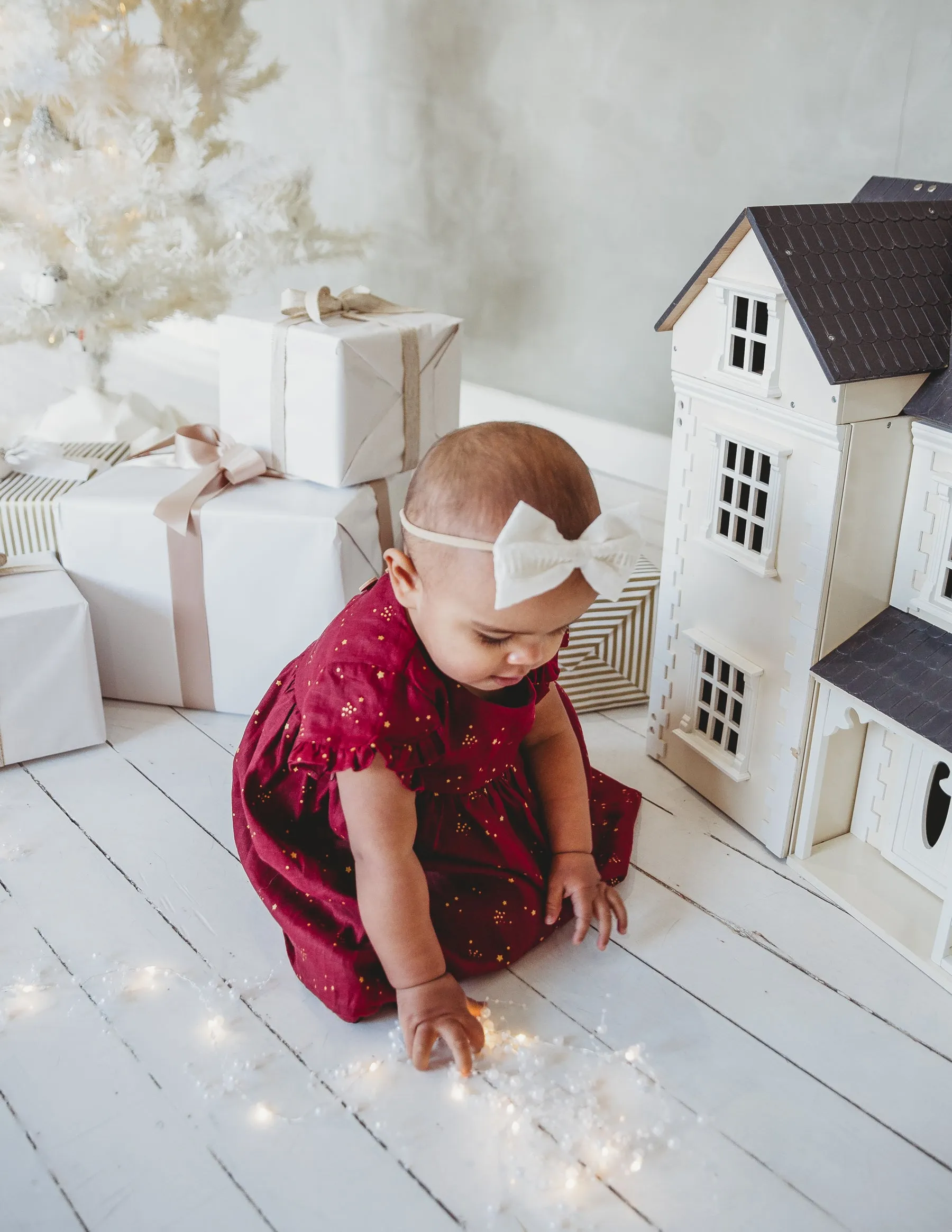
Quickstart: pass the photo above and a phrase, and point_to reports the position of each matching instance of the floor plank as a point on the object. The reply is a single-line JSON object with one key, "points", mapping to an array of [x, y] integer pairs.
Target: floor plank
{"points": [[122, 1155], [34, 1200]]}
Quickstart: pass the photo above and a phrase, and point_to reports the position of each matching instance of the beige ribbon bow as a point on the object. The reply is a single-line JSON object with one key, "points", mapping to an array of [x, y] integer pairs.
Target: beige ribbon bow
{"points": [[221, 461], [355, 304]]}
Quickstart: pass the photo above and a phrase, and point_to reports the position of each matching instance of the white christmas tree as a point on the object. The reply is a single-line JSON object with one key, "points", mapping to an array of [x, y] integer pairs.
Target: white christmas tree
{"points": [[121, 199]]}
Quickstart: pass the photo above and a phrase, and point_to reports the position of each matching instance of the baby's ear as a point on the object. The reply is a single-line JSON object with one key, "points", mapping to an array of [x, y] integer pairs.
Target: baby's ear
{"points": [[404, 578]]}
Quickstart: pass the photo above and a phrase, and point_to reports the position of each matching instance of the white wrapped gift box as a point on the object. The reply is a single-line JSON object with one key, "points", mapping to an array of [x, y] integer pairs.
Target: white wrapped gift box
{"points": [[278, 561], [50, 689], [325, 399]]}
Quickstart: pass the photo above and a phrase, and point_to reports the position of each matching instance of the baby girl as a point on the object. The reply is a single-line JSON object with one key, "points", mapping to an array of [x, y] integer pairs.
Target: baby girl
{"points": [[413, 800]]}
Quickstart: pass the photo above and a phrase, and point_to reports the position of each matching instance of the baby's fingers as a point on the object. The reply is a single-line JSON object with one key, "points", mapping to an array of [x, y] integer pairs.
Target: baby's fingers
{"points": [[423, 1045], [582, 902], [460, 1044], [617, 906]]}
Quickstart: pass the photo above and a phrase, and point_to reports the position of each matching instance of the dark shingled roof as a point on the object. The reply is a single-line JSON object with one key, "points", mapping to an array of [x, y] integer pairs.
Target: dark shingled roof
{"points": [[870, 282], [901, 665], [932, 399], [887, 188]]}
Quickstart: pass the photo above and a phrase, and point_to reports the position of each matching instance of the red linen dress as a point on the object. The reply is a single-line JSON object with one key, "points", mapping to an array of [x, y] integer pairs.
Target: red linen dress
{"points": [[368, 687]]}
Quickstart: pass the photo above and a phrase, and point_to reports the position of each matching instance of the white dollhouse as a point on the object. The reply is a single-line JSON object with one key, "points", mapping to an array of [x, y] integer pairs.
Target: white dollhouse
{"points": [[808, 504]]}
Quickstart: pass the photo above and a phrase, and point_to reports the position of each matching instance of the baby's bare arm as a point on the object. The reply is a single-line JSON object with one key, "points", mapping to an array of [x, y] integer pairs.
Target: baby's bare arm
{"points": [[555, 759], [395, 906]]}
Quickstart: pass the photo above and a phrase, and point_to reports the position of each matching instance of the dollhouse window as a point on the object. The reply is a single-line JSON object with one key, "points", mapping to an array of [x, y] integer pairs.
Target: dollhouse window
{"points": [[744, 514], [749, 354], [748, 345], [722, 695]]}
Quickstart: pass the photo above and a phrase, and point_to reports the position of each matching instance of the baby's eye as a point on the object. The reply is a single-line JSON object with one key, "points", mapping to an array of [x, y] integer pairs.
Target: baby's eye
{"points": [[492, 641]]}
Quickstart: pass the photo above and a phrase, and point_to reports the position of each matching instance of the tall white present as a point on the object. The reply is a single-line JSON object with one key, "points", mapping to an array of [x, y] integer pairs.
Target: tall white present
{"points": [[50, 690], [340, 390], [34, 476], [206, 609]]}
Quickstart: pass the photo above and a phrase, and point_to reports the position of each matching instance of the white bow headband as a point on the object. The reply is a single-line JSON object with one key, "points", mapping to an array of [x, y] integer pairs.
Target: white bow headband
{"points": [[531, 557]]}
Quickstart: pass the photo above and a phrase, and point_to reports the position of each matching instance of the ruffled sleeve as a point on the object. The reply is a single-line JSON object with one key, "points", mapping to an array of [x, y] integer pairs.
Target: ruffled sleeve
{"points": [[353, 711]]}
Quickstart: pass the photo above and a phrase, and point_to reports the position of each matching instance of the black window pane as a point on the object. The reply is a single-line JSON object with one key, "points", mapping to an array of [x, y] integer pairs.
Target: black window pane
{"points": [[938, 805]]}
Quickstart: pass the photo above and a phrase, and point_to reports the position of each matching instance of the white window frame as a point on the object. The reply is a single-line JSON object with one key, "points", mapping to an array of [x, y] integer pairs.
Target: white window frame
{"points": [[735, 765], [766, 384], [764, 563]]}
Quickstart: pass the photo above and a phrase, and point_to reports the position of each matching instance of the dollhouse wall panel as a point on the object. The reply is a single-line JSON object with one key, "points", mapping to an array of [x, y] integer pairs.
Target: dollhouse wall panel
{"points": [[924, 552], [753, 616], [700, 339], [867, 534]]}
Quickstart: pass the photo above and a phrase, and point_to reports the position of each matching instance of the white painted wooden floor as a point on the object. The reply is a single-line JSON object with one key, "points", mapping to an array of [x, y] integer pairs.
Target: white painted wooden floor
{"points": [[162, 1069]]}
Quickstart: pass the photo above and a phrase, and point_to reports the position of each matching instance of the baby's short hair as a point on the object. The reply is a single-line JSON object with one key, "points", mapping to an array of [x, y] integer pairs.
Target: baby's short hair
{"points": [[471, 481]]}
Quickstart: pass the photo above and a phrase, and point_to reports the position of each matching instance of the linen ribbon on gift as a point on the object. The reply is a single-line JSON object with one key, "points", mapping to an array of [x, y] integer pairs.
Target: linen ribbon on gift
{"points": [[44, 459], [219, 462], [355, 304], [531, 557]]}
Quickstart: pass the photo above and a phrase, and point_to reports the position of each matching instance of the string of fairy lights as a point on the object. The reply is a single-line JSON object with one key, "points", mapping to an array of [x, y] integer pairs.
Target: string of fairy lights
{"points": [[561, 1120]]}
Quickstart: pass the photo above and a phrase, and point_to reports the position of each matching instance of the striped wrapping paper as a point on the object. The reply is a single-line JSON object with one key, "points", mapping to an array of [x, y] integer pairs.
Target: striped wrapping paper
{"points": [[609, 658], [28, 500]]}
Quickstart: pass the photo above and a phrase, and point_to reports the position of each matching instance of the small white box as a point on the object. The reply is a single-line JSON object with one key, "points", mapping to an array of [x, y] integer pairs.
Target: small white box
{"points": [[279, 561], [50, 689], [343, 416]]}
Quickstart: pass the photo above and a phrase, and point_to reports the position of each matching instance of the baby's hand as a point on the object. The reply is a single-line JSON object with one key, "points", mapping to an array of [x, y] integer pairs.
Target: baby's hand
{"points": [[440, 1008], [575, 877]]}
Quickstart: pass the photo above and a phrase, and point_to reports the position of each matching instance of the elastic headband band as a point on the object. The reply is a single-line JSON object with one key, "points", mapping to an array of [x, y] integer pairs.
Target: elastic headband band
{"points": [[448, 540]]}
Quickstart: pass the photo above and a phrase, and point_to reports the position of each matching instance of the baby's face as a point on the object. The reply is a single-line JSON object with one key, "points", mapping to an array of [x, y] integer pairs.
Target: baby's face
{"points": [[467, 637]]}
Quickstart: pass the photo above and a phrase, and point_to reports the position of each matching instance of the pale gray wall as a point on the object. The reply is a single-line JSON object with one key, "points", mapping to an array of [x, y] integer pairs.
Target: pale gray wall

※ ※ ※

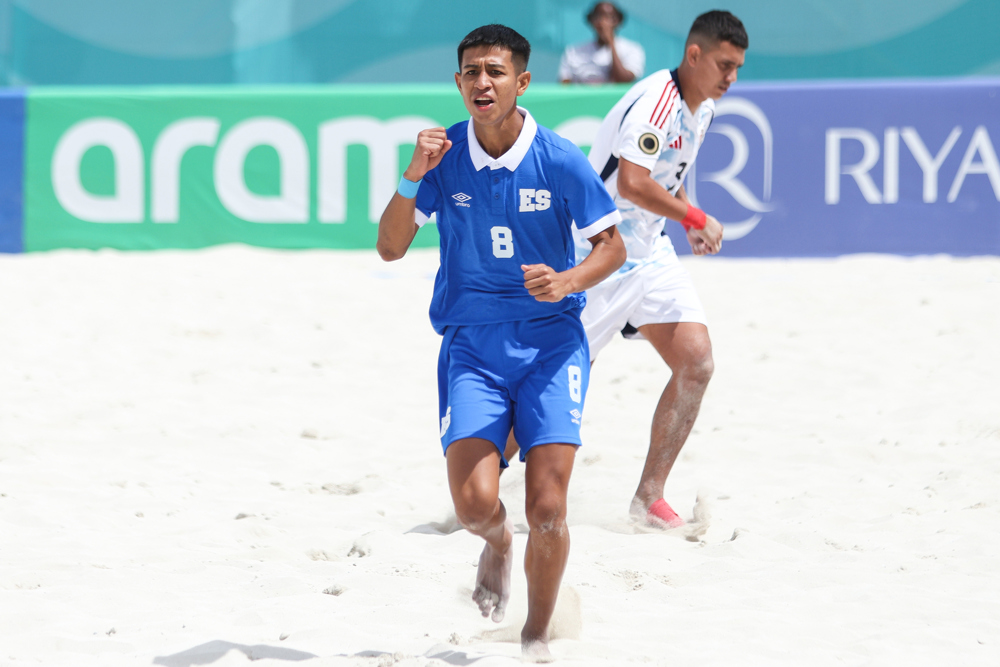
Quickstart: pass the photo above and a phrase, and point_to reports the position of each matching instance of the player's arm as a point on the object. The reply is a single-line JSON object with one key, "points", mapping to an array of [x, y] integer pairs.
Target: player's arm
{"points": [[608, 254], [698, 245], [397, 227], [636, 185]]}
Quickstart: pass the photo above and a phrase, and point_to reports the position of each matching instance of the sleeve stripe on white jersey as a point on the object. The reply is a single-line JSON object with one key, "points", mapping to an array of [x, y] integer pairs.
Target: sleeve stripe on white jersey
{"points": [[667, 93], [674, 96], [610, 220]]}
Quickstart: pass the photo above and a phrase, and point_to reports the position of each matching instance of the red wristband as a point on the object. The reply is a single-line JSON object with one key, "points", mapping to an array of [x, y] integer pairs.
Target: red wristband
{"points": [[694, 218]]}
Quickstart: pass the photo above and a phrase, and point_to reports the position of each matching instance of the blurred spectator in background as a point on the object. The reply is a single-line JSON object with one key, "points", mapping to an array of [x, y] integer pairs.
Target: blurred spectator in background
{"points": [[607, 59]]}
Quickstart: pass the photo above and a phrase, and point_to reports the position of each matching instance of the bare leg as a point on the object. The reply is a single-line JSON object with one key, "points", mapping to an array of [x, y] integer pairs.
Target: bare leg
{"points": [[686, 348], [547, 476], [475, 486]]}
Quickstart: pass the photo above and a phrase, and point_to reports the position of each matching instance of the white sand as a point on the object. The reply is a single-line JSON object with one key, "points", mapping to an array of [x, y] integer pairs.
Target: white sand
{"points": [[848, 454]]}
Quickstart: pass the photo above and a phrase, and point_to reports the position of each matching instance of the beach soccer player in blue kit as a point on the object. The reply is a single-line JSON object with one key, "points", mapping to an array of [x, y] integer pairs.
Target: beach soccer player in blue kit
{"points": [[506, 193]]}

※ ※ ※

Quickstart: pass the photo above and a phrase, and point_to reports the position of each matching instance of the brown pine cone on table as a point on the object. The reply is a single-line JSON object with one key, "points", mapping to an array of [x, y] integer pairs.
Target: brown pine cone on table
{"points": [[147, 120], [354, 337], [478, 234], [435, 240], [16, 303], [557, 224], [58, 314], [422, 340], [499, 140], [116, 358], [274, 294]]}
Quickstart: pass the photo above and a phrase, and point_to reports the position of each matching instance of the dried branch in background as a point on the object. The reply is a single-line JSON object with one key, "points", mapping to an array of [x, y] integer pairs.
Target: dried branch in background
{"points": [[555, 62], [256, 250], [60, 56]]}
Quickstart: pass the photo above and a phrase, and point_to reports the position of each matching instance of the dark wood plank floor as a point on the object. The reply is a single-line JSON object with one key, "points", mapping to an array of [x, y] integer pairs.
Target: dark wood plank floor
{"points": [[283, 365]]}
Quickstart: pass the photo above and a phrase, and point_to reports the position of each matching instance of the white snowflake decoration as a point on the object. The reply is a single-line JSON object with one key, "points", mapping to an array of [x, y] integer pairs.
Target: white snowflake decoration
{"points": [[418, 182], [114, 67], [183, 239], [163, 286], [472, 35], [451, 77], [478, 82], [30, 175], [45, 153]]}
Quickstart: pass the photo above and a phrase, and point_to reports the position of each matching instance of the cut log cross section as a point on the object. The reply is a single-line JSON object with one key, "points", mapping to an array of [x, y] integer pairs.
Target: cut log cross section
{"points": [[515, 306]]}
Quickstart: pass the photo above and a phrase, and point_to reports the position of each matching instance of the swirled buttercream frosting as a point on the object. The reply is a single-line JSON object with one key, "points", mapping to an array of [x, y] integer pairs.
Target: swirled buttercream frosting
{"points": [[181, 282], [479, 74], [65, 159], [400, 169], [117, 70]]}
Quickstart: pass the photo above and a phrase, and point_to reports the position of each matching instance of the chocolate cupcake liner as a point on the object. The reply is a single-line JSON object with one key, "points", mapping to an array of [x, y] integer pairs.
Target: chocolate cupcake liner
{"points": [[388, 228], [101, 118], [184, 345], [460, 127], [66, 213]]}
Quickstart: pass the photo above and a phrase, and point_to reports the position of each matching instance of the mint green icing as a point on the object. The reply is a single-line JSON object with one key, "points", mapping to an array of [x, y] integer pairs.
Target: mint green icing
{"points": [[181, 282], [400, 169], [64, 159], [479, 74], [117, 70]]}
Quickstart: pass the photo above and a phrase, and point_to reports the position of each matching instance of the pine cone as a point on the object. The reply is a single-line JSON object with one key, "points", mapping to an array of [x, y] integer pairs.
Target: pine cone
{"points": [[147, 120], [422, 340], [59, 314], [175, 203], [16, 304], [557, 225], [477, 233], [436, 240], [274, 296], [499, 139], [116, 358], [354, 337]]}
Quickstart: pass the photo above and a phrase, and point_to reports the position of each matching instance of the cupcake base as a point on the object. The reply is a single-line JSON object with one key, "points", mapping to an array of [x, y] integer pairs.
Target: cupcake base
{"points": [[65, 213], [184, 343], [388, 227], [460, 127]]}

※ ※ ※

Gib bitte jede Zeile der Datensätze oben zurück, in der das Wort „branch“ vorkommt. Dabei zählt Groß- und Kleinschreibung.

Quickstart: pass the photo above and a phrase, and point_to reports the position of each matching instance of the dried branch in background as a point on the object. The reply is a single-line JSON object with one key, "points", mapping to an array of [x, y] integer pairs.
Target: dried branch in background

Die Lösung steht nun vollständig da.